Ordem de serviço:
Reproduza o trecho do texto sobre o Protocolo de Cartagena que começa nas palavras "20 de março" e termina depois de "um fato consumado.".

Trecho exibido:
□ □ □ □ □ □ □
20 de março de 2006 · 19 anos atrás
  • Sérgio Abranches

    Mestre em Sociologia pela UnB e PhD em Ciência Política pela Universidade de Cornell

Pior poderia ser: manter-se o impasse em torno da identificação dos transgênicos. Mas bom, não foi: um acordo frouxo demais, que jogou a decisão para 2012. O terceiro encontro das partes do Protocolo de Cartagena (MOP-3) acabou em acordo aguado sobre a identificação dos grãos geneticamente modificados: o termo “contém” será objeto de nova decisão em 2012. Até lá, fica tudo como estava. Os países usarão “pode conter” transgênicos. Pelo menos, reduziu-se a resistência apenas ao México e, se os governos começarem a implementar mais rapidamente a segregação, na prática a rotulagem pode se tornar um fato consumado.

Ahmed Djoghlaf, novo Secretário Geral para Diversidade Biológica da ONU, disse em Curitiba que biodiversidade e biossegurança são primordialmente um assunto local. Ele tem razão. E estou cada vez mais convencido de que as iniciativas locais são um componente fundamental para que se consiga desenvolver os mecanismos necessários de governança ecológica global. O exemplo desse final meio melancólico da MOP-3 é bastante eloqüente a esse respeito: um bom acordo é praticamente impossível, por causa da regra da unanimidade. Como a decisão não pode ser tomada enquanto houver um único voto contra, todos os membros têm igual poder de veto, não importa seu tamanho ou status (megadiverso, microdiverso, produtor de transgênicos, importador de grãos). Além disso, como os países não são iguais, nem têm os mesmos interesses, cria-se o incentivo aos “caronas”. Foi o que vimos acontecer entre uma e outra MOP.
□ □ □ □ □ □ □
Dados para revisão:

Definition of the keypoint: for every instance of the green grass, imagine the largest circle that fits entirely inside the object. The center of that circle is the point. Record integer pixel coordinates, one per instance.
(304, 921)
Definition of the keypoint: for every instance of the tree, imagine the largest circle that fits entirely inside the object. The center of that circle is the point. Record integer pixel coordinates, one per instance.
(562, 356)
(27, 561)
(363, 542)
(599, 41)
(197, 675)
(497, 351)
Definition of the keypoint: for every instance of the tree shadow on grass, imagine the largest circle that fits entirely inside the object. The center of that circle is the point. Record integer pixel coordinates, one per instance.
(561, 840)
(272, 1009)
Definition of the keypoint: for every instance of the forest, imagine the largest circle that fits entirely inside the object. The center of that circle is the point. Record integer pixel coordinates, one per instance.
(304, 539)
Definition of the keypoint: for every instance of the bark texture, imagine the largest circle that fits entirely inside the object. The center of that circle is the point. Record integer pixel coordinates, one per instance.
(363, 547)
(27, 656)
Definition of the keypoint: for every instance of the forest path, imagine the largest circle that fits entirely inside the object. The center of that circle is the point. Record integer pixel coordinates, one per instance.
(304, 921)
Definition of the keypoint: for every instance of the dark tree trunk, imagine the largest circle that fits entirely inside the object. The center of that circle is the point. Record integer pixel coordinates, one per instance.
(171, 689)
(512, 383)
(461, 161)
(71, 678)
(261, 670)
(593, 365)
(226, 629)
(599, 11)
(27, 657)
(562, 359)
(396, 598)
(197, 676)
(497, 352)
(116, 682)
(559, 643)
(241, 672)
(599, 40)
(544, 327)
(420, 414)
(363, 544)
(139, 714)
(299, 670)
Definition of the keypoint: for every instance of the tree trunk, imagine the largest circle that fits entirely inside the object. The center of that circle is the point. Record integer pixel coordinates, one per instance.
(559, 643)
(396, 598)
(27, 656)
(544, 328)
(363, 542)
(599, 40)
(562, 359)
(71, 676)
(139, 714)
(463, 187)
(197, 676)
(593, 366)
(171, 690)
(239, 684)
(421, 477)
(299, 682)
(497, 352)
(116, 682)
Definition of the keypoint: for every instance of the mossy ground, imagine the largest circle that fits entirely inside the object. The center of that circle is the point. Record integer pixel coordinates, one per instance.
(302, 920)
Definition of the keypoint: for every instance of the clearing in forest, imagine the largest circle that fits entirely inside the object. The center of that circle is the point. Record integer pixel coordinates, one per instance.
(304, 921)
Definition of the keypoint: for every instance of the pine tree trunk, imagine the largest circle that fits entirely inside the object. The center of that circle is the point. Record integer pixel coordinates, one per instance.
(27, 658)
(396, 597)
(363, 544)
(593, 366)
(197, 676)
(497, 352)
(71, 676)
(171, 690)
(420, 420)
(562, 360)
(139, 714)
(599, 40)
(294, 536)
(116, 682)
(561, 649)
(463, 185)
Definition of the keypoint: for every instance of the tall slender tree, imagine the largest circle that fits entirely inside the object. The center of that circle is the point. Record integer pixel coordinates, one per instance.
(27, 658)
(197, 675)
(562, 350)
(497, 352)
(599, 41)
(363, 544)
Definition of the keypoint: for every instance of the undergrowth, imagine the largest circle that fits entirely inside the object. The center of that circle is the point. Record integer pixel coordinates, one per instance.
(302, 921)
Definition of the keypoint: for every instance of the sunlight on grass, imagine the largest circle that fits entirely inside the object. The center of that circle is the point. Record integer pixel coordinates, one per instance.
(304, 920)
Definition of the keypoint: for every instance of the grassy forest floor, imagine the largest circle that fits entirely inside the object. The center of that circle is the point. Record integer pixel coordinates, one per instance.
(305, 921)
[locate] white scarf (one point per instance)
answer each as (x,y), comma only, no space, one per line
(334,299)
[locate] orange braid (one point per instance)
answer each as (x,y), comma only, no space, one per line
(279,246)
□ □ □ □ □ □ □
Resposta:
20 de março de 2006 · 19 anos atrás
  • Sérgio Abranches

    Mestre em Sociologia pela UnB e PhD em Ciência Política pela Universidade de Cornell

Pior poderia ser: manter-se o impasse em torno da identificação dos transgênicos. Mas bom, não foi: um acordo frouxo demais, que jogou a decisão para 2012. O terceiro encontro das partes do Protocolo de Cartagena (MOP-3) acabou em acordo aguado sobre a identificação dos grãos geneticamente modificados: o termo “contém” será objeto de nova decisão em 2012. Até lá, fica tudo como estava. Os países usarão “pode conter” transgênicos. Pelo menos, reduziu-se a resistência apenas ao México e, se os governos começarem a implementar mais rapidamente a segregação, na prática a rotulagem pode se tornar um fato consumado.